Task directions
Reproduce everything in the libiio timestamp discussion below, from "Thats a chicken-egg-problem." down to "merged with PRs.".

Text
.....

It could be done using the existing iio-api by just sending or receiving a block with bytes_used=0.

@pcercuei do You endorse this proposal? Do You prefer having set/get-functions or changing the signature of iio_buffer_create_block?

@pcercuei
Copy link
Contributor

pcercuei commented Sep 5, 2022

There's no point discussing how to implement it in libiio, before we have a proof-of-concept working with HDL code, and kernel drivers; because then the libiio interface will depend on what API is offered by the kernel...

@catkira
Copy link
Contributor Author

catkira commented Sep 5, 2022

Thats a chicken-egg-problem. Ideally the front and backend are developed at the same time so that the whole thing can be tested. But it seems that the hdl people of ADI are not interested in participating, so that part I will have to do alone. But maybe there is a chance to agree on a timestamp api for libiio. I prefer not to maintain private forks, I rather like to get stuff merged with PRs.

@pcercuei
Copy link
Contributor

pcercuei commented Sep 6, 2022

It is not a chicken-egg problem. Doing things out-of-order will most certainly result in twice the amount of work.

HDL people at ADI have their own agenda, you know. I'll see if we can organize something though.

@catkira
Copy link
Contributor Author

catkira commented Sep 11, 2022

Seems like the hdl guys are busy with other things. The timestamp feature has been discussed here on and off during the last couple of years, so it probably does not make sense to wait for an initiative. I will do the timestamp stuff myself then, this means unfortunately that I have to maintain forks of the hdl, buildroot, linux and libiio repo :/

@catkira catkira closed this as completed Sep 11, 2022
@mhennerich
Copy link
Contributor

Hi Benjamin,
scheduling a meeting with our HDL folks is on my todo list. Unfortunately last week I came back from a 2 week vacation, and I'm under water with quite a few things at the moment. We're happy to accept contributions for libiio, linux and HDL if we see them useful and maintainable. I think the timestamp infrastructure will definitely fall into this category. Ideally the HDL work should be discussed on the HDL forum, and I don't know their capacity and bandwidth to start working on this right away. This or the other way it would be good to have some alignment here. I'll set something up this week to discuss with them.

-Michael

@pcercuei pcercuei reopened this Sep 12, 2022
@rgetz
Copy link
Contributor

rgetz commented Sep 13, 2022

the timestamp value should not be written by the DMA to the samples buffer. Instead, it should be written by the IP to a separate hardware register, that the kernel can read in the IRQ handler, and provide to the userspace through a device or buffer attribute.

If the interface IP writes a sample count to a hardware registers - that the IRQ handler provides to user space through an attribute - how do you know if you are synchronous? (between buffers and timestamps?) I order to guarantee alignment between buffers and timestamps (or other meta data) doesn't it need to be managed in a single merged stream?

A single stream is how:

  • Ettus solved problem in CHDR [latest spec[(https://files.ettus.com/app_notes/RFNoC_Specification.pdf#page=12)

.....

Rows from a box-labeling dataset
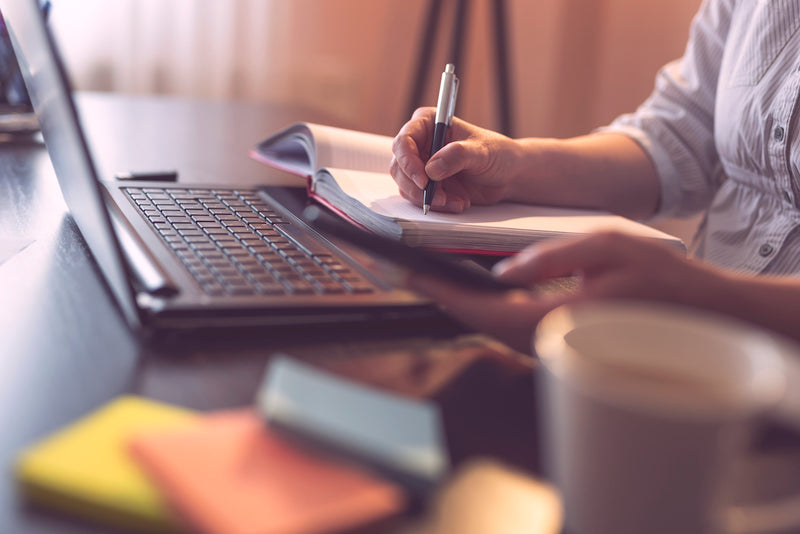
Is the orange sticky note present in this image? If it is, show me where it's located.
[131,410,405,534]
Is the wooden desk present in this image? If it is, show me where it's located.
[0,94,533,534]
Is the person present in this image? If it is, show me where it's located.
[390,0,800,351]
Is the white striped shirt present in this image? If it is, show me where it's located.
[602,0,800,274]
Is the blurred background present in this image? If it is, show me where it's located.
[51,0,700,137]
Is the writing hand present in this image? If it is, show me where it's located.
[389,108,518,213]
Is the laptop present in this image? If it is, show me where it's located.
[0,0,436,329]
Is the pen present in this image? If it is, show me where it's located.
[422,63,458,215]
[114,171,178,182]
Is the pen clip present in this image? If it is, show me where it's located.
[447,75,461,127]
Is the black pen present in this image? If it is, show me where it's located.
[114,171,178,182]
[422,63,458,215]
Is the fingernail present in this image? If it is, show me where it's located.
[492,257,514,276]
[425,159,447,178]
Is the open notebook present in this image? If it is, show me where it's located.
[251,123,683,254]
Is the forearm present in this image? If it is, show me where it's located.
[507,133,660,219]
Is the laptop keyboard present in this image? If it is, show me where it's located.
[125,187,375,295]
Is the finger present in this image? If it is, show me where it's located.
[409,274,557,353]
[392,108,433,189]
[425,140,486,181]
[494,234,622,284]
[434,180,472,213]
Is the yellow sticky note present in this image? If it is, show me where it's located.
[16,396,195,532]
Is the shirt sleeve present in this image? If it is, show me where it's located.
[597,0,736,217]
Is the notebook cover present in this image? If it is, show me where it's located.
[131,409,405,534]
[16,396,193,532]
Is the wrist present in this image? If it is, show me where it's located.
[502,138,558,204]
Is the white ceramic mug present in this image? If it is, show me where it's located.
[534,301,800,534]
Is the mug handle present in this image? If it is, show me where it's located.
[722,352,800,534]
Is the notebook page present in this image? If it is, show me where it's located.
[306,124,392,175]
[322,169,671,243]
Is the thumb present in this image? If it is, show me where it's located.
[425,141,479,181]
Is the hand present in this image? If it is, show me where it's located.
[494,232,700,307]
[390,108,518,213]
[406,232,708,353]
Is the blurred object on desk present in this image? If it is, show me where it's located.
[0,236,33,265]
[16,396,194,532]
[413,459,563,534]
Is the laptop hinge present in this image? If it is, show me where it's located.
[108,206,178,297]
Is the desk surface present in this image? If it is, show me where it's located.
[0,94,544,533]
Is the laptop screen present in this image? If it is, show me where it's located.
[0,0,141,327]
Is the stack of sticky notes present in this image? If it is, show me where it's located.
[17,396,194,532]
[17,396,406,534]
[132,410,405,534]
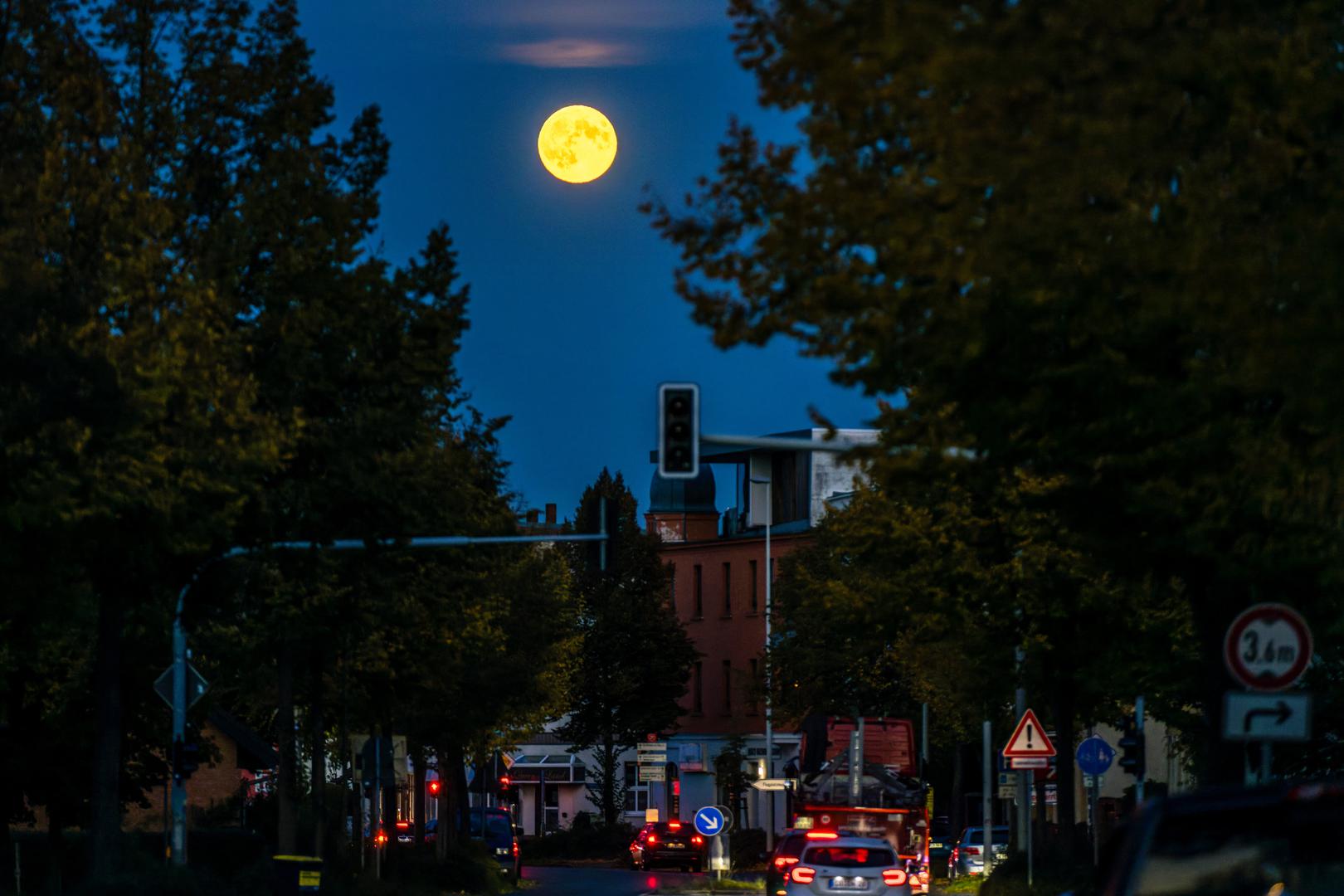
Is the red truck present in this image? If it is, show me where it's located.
[791,716,928,892]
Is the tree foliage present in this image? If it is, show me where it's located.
[562,469,696,825]
[648,0,1344,778]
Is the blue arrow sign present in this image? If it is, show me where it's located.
[695,806,723,837]
[1075,735,1116,775]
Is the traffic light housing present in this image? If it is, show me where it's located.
[1119,718,1145,778]
[659,382,700,480]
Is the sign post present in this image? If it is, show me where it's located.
[1074,735,1116,865]
[1005,707,1055,885]
[1223,603,1312,783]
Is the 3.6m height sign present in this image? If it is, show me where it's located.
[1223,603,1312,690]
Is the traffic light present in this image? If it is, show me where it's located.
[659,382,700,480]
[172,738,200,781]
[1119,718,1145,778]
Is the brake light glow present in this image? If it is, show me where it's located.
[789,865,817,884]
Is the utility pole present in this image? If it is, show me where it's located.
[980,718,995,874]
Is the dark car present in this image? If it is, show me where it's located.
[466,806,523,883]
[947,825,1008,880]
[928,816,952,876]
[631,821,704,872]
[1099,782,1344,896]
[765,827,808,896]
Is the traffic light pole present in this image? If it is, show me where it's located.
[169,526,607,865]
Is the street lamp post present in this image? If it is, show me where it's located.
[748,475,774,852]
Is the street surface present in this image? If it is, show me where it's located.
[523,866,747,896]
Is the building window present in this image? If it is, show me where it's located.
[723,562,733,616]
[691,660,704,713]
[747,560,759,612]
[691,562,704,619]
[723,660,733,714]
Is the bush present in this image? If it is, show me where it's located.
[728,827,765,870]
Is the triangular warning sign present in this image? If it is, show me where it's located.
[1004,709,1055,759]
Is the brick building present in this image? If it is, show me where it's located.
[124,707,280,830]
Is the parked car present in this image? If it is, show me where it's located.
[1098,782,1344,896]
[467,806,523,884]
[773,830,911,896]
[928,816,953,874]
[765,827,808,896]
[631,820,706,872]
[947,825,1008,880]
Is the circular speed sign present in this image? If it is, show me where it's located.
[1223,603,1312,690]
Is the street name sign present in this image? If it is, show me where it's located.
[695,806,726,837]
[1223,603,1312,690]
[1223,690,1312,740]
[1074,735,1116,775]
[639,763,668,783]
[1008,757,1049,768]
[154,662,210,709]
[1004,709,1055,768]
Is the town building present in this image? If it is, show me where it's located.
[645,429,878,830]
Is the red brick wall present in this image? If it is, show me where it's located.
[660,534,811,733]
[122,723,245,830]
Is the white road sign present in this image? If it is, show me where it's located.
[1223,690,1312,740]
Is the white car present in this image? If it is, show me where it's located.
[783,830,911,896]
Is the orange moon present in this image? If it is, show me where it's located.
[536,106,616,184]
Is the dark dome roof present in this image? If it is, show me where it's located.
[649,464,719,514]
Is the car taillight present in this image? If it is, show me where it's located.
[789,865,817,884]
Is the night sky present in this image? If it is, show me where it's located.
[299,0,874,517]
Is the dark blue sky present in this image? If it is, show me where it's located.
[299,0,874,516]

.....

Written solution
Thats a chicken-egg-problem. Ideally the front and backend are developed at the same time so that the whole thing can be tested. But it seems that the hdl people of ADI are not interested in participating, so that part I will have to do alone. But maybe there is a chance to agree on a timestamp api for libiio. I prefer not to maintain private forks, I rather like to get stuff merged with PRs.